**Entries from a dataset**:
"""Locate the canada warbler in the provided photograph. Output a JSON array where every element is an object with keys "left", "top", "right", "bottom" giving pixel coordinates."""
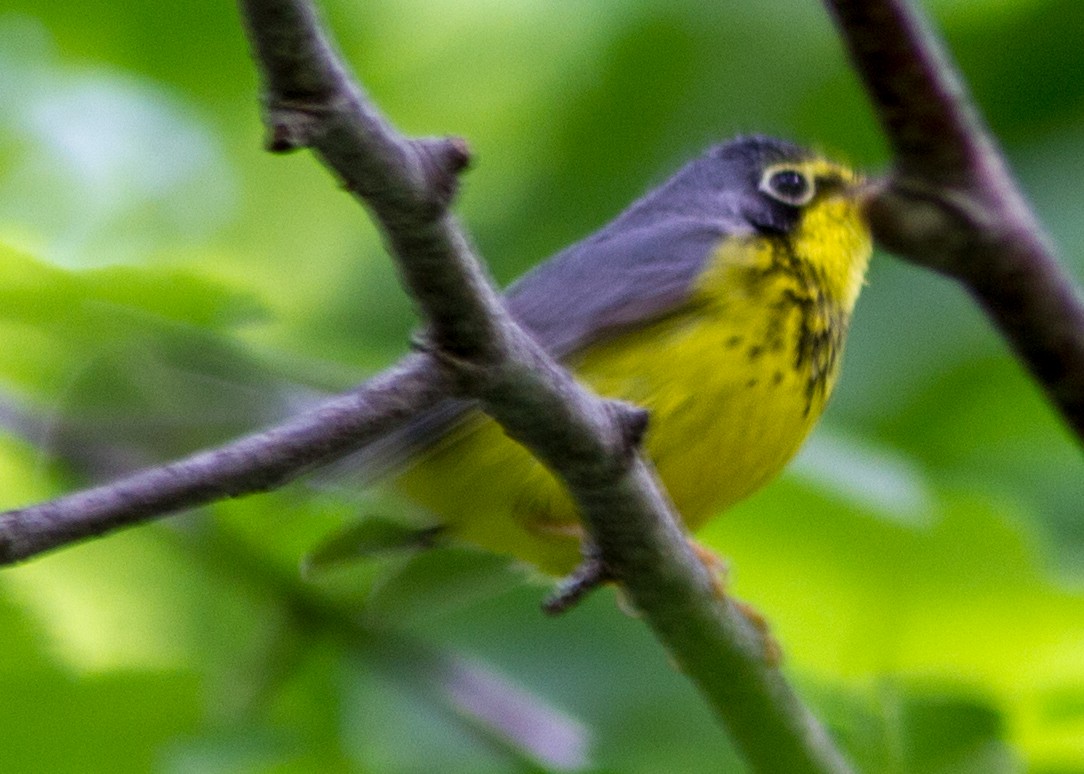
[{"left": 355, "top": 137, "right": 872, "bottom": 573}]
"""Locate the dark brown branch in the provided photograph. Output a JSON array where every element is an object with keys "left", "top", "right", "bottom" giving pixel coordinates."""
[
  {"left": 0, "top": 356, "right": 447, "bottom": 565},
  {"left": 826, "top": 0, "right": 1084, "bottom": 442},
  {"left": 0, "top": 0, "right": 862, "bottom": 773},
  {"left": 242, "top": 0, "right": 848, "bottom": 772}
]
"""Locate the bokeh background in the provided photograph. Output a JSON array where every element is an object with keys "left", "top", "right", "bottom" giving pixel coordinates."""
[{"left": 0, "top": 0, "right": 1084, "bottom": 774}]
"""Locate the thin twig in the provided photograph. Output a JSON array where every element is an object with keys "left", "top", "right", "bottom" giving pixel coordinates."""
[
  {"left": 825, "top": 0, "right": 1084, "bottom": 442},
  {"left": 242, "top": 0, "right": 849, "bottom": 772},
  {"left": 0, "top": 354, "right": 448, "bottom": 565},
  {"left": 0, "top": 0, "right": 862, "bottom": 773}
]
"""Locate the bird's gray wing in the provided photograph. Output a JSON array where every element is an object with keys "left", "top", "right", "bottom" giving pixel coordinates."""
[
  {"left": 507, "top": 217, "right": 728, "bottom": 359},
  {"left": 349, "top": 211, "right": 737, "bottom": 482}
]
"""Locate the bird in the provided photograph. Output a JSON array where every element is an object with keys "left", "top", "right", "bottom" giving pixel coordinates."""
[{"left": 320, "top": 136, "right": 873, "bottom": 576}]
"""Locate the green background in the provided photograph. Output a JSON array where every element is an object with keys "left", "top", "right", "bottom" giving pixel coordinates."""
[{"left": 0, "top": 0, "right": 1084, "bottom": 774}]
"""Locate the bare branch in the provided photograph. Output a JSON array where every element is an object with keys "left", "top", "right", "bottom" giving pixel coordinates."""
[
  {"left": 242, "top": 0, "right": 848, "bottom": 772},
  {"left": 826, "top": 0, "right": 1084, "bottom": 442},
  {"left": 0, "top": 0, "right": 862, "bottom": 773},
  {"left": 0, "top": 356, "right": 447, "bottom": 565}
]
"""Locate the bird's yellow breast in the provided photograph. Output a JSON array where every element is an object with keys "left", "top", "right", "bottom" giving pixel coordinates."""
[{"left": 398, "top": 174, "right": 870, "bottom": 573}]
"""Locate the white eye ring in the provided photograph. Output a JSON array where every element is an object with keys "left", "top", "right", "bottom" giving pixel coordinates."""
[{"left": 760, "top": 166, "right": 816, "bottom": 207}]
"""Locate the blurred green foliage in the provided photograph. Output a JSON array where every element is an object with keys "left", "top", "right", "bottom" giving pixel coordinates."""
[{"left": 0, "top": 0, "right": 1084, "bottom": 774}]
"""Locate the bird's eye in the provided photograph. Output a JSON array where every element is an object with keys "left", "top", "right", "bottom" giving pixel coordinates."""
[{"left": 760, "top": 167, "right": 814, "bottom": 207}]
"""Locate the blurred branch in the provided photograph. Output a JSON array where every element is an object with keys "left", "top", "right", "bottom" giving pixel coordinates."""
[
  {"left": 0, "top": 0, "right": 849, "bottom": 772},
  {"left": 826, "top": 0, "right": 1084, "bottom": 442},
  {"left": 241, "top": 0, "right": 848, "bottom": 772},
  {"left": 0, "top": 356, "right": 446, "bottom": 565}
]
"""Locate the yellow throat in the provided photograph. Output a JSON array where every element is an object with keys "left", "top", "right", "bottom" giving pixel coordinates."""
[{"left": 397, "top": 147, "right": 872, "bottom": 573}]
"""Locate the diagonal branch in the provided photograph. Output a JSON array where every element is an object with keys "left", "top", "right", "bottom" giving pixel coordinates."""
[
  {"left": 825, "top": 0, "right": 1084, "bottom": 442},
  {"left": 241, "top": 0, "right": 848, "bottom": 772},
  {"left": 0, "top": 356, "right": 447, "bottom": 565}
]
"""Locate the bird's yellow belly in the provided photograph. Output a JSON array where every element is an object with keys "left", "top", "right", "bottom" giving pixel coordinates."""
[{"left": 397, "top": 268, "right": 834, "bottom": 573}]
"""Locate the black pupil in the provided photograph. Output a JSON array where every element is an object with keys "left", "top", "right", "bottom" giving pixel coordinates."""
[{"left": 770, "top": 169, "right": 810, "bottom": 202}]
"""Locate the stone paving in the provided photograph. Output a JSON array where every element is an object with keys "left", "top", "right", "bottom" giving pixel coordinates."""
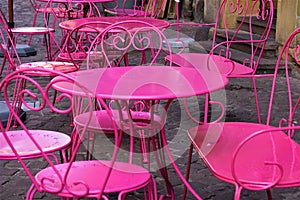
[{"left": 0, "top": 0, "right": 300, "bottom": 200}]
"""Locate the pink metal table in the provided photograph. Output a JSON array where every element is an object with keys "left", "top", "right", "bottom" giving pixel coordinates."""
[
  {"left": 39, "top": 0, "right": 116, "bottom": 18},
  {"left": 53, "top": 66, "right": 228, "bottom": 199},
  {"left": 59, "top": 16, "right": 170, "bottom": 32}
]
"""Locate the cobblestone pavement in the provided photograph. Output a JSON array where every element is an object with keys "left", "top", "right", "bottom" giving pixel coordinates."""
[{"left": 0, "top": 0, "right": 300, "bottom": 200}]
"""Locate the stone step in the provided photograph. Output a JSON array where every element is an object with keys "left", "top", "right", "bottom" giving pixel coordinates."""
[{"left": 189, "top": 40, "right": 277, "bottom": 73}]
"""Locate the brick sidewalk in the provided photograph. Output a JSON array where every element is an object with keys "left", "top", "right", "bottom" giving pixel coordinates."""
[{"left": 0, "top": 0, "right": 300, "bottom": 200}]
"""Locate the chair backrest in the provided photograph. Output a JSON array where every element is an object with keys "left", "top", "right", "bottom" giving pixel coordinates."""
[
  {"left": 58, "top": 21, "right": 111, "bottom": 69},
  {"left": 0, "top": 11, "right": 21, "bottom": 75},
  {"left": 0, "top": 8, "right": 9, "bottom": 30},
  {"left": 103, "top": 0, "right": 167, "bottom": 18},
  {"left": 211, "top": 0, "right": 274, "bottom": 74},
  {"left": 267, "top": 28, "right": 300, "bottom": 126},
  {"left": 45, "top": 0, "right": 101, "bottom": 19},
  {"left": 87, "top": 20, "right": 172, "bottom": 68},
  {"left": 231, "top": 28, "right": 300, "bottom": 186},
  {"left": 0, "top": 68, "right": 119, "bottom": 199}
]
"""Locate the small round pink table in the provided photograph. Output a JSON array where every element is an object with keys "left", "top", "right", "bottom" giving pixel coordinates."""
[{"left": 53, "top": 66, "right": 228, "bottom": 199}]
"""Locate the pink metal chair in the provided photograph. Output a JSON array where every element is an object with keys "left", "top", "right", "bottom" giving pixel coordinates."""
[
  {"left": 71, "top": 20, "right": 171, "bottom": 163},
  {"left": 166, "top": 0, "right": 274, "bottom": 122},
  {"left": 0, "top": 6, "right": 55, "bottom": 64},
  {"left": 188, "top": 28, "right": 300, "bottom": 199},
  {"left": 0, "top": 68, "right": 157, "bottom": 199},
  {"left": 28, "top": 0, "right": 60, "bottom": 45},
  {"left": 0, "top": 19, "right": 79, "bottom": 126},
  {"left": 103, "top": 0, "right": 167, "bottom": 18}
]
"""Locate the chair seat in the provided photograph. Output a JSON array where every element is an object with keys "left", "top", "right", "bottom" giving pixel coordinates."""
[
  {"left": 166, "top": 53, "right": 253, "bottom": 77},
  {"left": 16, "top": 61, "right": 78, "bottom": 76},
  {"left": 35, "top": 160, "right": 151, "bottom": 197},
  {"left": 10, "top": 27, "right": 55, "bottom": 35},
  {"left": 105, "top": 8, "right": 150, "bottom": 17},
  {"left": 188, "top": 122, "right": 300, "bottom": 187},
  {"left": 0, "top": 130, "right": 71, "bottom": 159},
  {"left": 74, "top": 110, "right": 161, "bottom": 132}
]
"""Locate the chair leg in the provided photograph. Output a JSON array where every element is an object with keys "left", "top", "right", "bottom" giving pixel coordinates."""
[
  {"left": 252, "top": 77, "right": 261, "bottom": 123},
  {"left": 234, "top": 185, "right": 243, "bottom": 200},
  {"left": 266, "top": 189, "right": 273, "bottom": 200},
  {"left": 182, "top": 143, "right": 194, "bottom": 200},
  {"left": 26, "top": 184, "right": 37, "bottom": 200},
  {"left": 27, "top": 12, "right": 38, "bottom": 46}
]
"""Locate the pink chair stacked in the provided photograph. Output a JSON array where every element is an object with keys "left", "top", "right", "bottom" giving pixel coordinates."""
[
  {"left": 0, "top": 68, "right": 157, "bottom": 199},
  {"left": 0, "top": 9, "right": 55, "bottom": 76},
  {"left": 188, "top": 28, "right": 300, "bottom": 200},
  {"left": 103, "top": 0, "right": 167, "bottom": 18},
  {"left": 166, "top": 0, "right": 274, "bottom": 122}
]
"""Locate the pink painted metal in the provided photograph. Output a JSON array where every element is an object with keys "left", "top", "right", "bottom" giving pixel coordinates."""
[
  {"left": 60, "top": 17, "right": 171, "bottom": 163},
  {"left": 53, "top": 66, "right": 228, "bottom": 199},
  {"left": 58, "top": 16, "right": 169, "bottom": 68},
  {"left": 0, "top": 68, "right": 157, "bottom": 199},
  {"left": 0, "top": 8, "right": 55, "bottom": 76},
  {"left": 95, "top": 17, "right": 172, "bottom": 68},
  {"left": 59, "top": 16, "right": 170, "bottom": 32},
  {"left": 39, "top": 0, "right": 106, "bottom": 20},
  {"left": 103, "top": 0, "right": 167, "bottom": 18},
  {"left": 188, "top": 28, "right": 300, "bottom": 199},
  {"left": 0, "top": 20, "right": 79, "bottom": 127},
  {"left": 167, "top": 0, "right": 274, "bottom": 122}
]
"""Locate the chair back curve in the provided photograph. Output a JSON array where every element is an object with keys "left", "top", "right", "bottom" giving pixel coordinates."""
[
  {"left": 210, "top": 0, "right": 274, "bottom": 74},
  {"left": 103, "top": 0, "right": 167, "bottom": 18},
  {"left": 87, "top": 20, "right": 172, "bottom": 67},
  {"left": 267, "top": 28, "right": 300, "bottom": 126}
]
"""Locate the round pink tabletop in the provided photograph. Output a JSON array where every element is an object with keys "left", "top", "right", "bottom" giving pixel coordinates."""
[
  {"left": 39, "top": 0, "right": 116, "bottom": 3},
  {"left": 59, "top": 16, "right": 170, "bottom": 32},
  {"left": 53, "top": 66, "right": 228, "bottom": 100}
]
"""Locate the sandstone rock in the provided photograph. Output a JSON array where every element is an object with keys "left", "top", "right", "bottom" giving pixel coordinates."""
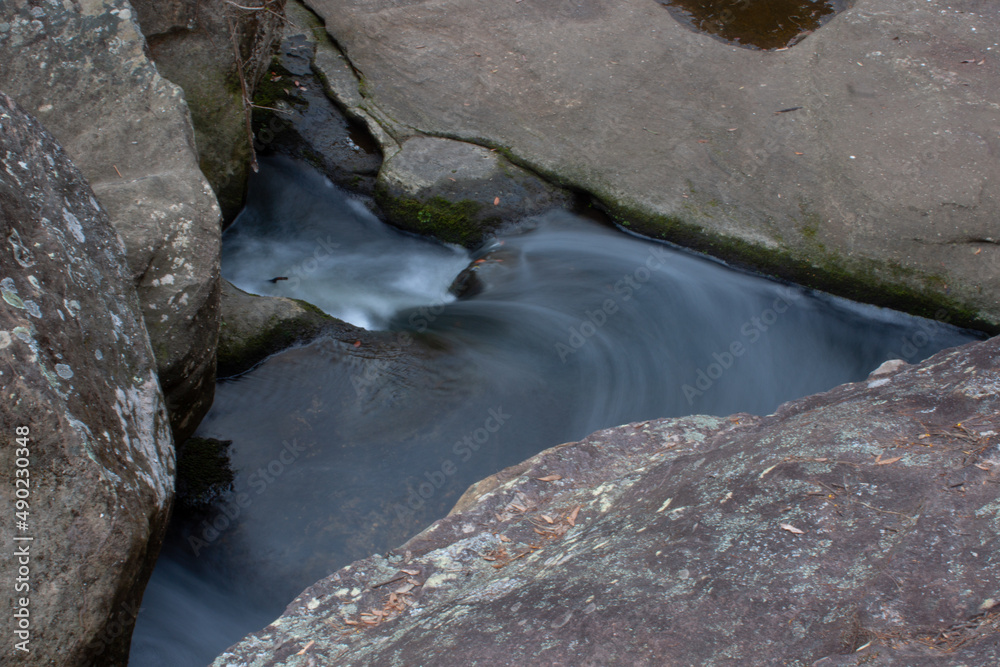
[
  {"left": 307, "top": 0, "right": 1000, "bottom": 329},
  {"left": 248, "top": 2, "right": 384, "bottom": 195},
  {"left": 375, "top": 137, "right": 571, "bottom": 247},
  {"left": 132, "top": 0, "right": 285, "bottom": 220},
  {"left": 0, "top": 94, "right": 174, "bottom": 666},
  {"left": 0, "top": 0, "right": 219, "bottom": 439},
  {"left": 214, "top": 338, "right": 1000, "bottom": 667}
]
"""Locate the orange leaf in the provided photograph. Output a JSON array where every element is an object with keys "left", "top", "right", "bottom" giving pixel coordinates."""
[{"left": 566, "top": 505, "right": 583, "bottom": 526}]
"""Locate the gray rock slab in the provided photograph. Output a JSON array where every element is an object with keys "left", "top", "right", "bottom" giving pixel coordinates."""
[
  {"left": 307, "top": 0, "right": 1000, "bottom": 327},
  {"left": 0, "top": 94, "right": 174, "bottom": 666},
  {"left": 214, "top": 338, "right": 1000, "bottom": 667},
  {"left": 0, "top": 0, "right": 220, "bottom": 439},
  {"left": 375, "top": 137, "right": 572, "bottom": 247}
]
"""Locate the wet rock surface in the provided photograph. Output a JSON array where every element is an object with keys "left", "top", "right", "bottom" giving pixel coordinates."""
[
  {"left": 0, "top": 0, "right": 220, "bottom": 439},
  {"left": 214, "top": 338, "right": 1000, "bottom": 667},
  {"left": 218, "top": 280, "right": 388, "bottom": 378},
  {"left": 254, "top": 2, "right": 382, "bottom": 195},
  {"left": 132, "top": 0, "right": 285, "bottom": 220},
  {"left": 0, "top": 94, "right": 174, "bottom": 666},
  {"left": 375, "top": 137, "right": 571, "bottom": 248},
  {"left": 307, "top": 0, "right": 1000, "bottom": 329}
]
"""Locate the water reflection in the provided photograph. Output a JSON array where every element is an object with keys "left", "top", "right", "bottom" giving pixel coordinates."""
[{"left": 659, "top": 0, "right": 848, "bottom": 49}]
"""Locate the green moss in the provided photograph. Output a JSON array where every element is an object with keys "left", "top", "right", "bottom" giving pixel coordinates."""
[
  {"left": 375, "top": 187, "right": 490, "bottom": 247},
  {"left": 216, "top": 310, "right": 333, "bottom": 378},
  {"left": 177, "top": 438, "right": 234, "bottom": 509},
  {"left": 605, "top": 198, "right": 1000, "bottom": 334}
]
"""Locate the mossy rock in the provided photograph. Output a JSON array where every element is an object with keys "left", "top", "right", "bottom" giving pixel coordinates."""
[
  {"left": 375, "top": 137, "right": 572, "bottom": 248},
  {"left": 217, "top": 281, "right": 334, "bottom": 378},
  {"left": 177, "top": 438, "right": 234, "bottom": 510}
]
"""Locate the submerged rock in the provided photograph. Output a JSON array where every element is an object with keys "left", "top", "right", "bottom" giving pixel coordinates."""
[
  {"left": 0, "top": 94, "right": 174, "bottom": 667},
  {"left": 214, "top": 338, "right": 1000, "bottom": 667},
  {"left": 218, "top": 280, "right": 376, "bottom": 377},
  {"left": 0, "top": 0, "right": 220, "bottom": 440},
  {"left": 375, "top": 137, "right": 571, "bottom": 247},
  {"left": 307, "top": 0, "right": 1000, "bottom": 330}
]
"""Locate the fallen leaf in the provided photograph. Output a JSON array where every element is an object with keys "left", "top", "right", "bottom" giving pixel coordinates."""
[
  {"left": 875, "top": 456, "right": 903, "bottom": 466},
  {"left": 566, "top": 505, "right": 583, "bottom": 526}
]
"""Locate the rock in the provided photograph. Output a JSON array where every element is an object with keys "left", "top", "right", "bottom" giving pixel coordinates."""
[
  {"left": 132, "top": 0, "right": 284, "bottom": 220},
  {"left": 219, "top": 280, "right": 378, "bottom": 377},
  {"left": 375, "top": 137, "right": 571, "bottom": 247},
  {"left": 254, "top": 2, "right": 391, "bottom": 195},
  {"left": 307, "top": 0, "right": 1000, "bottom": 330},
  {"left": 0, "top": 0, "right": 220, "bottom": 441},
  {"left": 214, "top": 338, "right": 1000, "bottom": 667},
  {"left": 0, "top": 94, "right": 174, "bottom": 666}
]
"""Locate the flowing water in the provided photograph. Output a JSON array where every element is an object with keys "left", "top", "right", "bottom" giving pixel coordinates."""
[{"left": 131, "top": 161, "right": 976, "bottom": 667}]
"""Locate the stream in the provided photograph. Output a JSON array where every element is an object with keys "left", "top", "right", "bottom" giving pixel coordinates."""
[{"left": 130, "top": 158, "right": 981, "bottom": 667}]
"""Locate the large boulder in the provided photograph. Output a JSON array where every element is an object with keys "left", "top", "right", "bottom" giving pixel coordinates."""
[
  {"left": 0, "top": 0, "right": 220, "bottom": 439},
  {"left": 132, "top": 0, "right": 285, "bottom": 220},
  {"left": 307, "top": 0, "right": 1000, "bottom": 329},
  {"left": 214, "top": 338, "right": 1000, "bottom": 667},
  {"left": 0, "top": 94, "right": 174, "bottom": 666}
]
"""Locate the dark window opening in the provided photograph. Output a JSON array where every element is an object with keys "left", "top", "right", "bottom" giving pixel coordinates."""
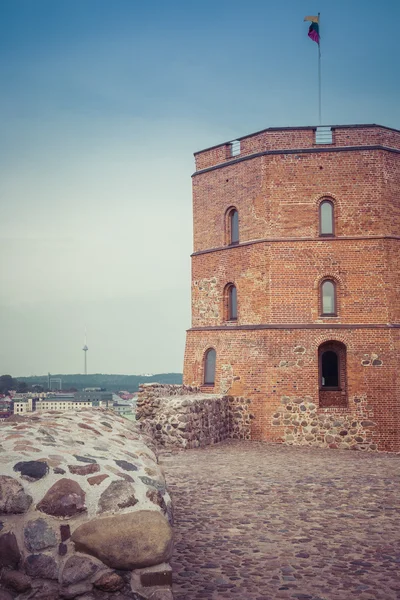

**WRITTEN INSTRUCTION**:
Tally the lines above that contain the word "blurred" and give only that number.

**TASK SOLUTION**:
2